Curata da Andrea Martini, Federico Melotto, Marta Nezzo e Francesca Rossi, con il supporto di un comitato scientifico internazionale e della collaborazione tra il Comune di Verona, l’Assessorato alla Cultura e la Direzione Musei Civici, la mostra si propone di raccontare gli anni della guerra attraverso un linguaggio innovativo e coinvolgente. Per la sua posizione strategica, Verona fu un luogo nevralgico per le pratiche di deportazione e anche teatro di bombardamenti, violenza ed episodi di eroica resistenza. Allo stesso modo, Castelvecchio rappresenta il fulcro di quella tragica stagione e il luogo simbolo delle responsabilità e del coraggio di coloro che l’hanno vissuta.
L’itinerario espositivo si apre con un filmato dell’Archivio Luce che documenta la visita del Duce a Verona nel 1938, immergendo fin da subito il visitatore in un preciso contesto storico. Una scalinata, affiancata da una linea del tempo, indica l’inizio di un percorso evocativo. Documenti storici, manufatti, opere d’arte originali, fotografie inedite, filmati d’epoca, proiezioni olografiche e installazioni interattive si intrecciano per accogliere il visitatore in un racconto emozionale. L’allestimento evocativo e immersivo punta a parlare ad un pubblico ampio, soprattutto a coloro che percepiscono quel passato come lontano e privo di senso, per risvegliare la consapevolezza del passato e renderlo accessibile anche alle nuove generazioni.

• Materiale da elaborare:

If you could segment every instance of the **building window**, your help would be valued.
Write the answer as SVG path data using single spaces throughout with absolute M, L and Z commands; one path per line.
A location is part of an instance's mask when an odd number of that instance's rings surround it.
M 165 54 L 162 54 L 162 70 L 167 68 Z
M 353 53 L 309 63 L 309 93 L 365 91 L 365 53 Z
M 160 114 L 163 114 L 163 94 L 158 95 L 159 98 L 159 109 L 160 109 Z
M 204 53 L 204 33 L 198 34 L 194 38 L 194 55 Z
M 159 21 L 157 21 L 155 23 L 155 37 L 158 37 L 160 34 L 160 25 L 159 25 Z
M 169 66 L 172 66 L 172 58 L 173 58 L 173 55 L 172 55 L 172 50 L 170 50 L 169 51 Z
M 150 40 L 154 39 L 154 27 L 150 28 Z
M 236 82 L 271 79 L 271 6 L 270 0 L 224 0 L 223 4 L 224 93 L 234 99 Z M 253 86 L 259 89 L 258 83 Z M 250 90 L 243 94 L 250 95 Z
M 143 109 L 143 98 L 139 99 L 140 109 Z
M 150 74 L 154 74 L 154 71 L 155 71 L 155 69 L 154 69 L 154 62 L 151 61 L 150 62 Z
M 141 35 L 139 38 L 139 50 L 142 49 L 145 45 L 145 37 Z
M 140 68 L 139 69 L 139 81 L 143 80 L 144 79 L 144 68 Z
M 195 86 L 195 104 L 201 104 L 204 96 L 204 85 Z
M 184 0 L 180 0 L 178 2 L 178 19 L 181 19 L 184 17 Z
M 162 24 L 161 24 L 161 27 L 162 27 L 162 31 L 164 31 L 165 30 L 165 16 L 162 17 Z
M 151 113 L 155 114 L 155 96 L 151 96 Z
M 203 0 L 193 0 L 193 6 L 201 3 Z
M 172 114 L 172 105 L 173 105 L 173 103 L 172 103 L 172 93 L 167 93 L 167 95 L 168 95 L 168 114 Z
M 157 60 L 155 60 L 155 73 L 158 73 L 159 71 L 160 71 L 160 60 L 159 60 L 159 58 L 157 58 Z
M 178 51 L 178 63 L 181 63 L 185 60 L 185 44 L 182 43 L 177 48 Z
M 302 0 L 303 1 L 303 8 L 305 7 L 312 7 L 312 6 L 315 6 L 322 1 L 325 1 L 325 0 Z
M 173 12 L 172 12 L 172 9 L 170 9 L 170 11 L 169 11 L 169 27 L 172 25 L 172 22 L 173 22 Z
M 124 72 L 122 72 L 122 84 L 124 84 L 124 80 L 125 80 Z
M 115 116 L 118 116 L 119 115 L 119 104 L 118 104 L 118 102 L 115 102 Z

• Operazioni richieste:
A – Indica se ciascuna affermazione concorda con il brano selezionato, rispondendo sì o no e citando alla lettera le parole decisive: (i) il percorso della mostra comincia con un filmato sulla visita del Duce a Verona nel 1938; (ii) una scalinata affiancata da una linea del tempo segna la conclusione del percorso; (iii) l'allestimento si rivolge soltanto agli specialisti di storia.
B – Elenca ogni riga dei record in cui compare la stringa "instance".
Il brano e i record non hanno alcun legame tra loro.

• Soluzioni:
A –
(i) Sì: "L’itinerario espositivo si apre con un filmato dell’Archivio Luce che documenta la visita del Duce a Verona nel 1938".
(ii) No: "Una scalinata, affiancata da una linea del tempo, indica l’inizio di un percorso evocativo".
(iii) No: "L’allestimento evocativo e immersivo punta a parlare ad un pubblico ampio".

B –
If you could segment every instance of the **building window**, your help would be valued.
A location is part of an instance's mask when an odd number of that instance's rings surround it.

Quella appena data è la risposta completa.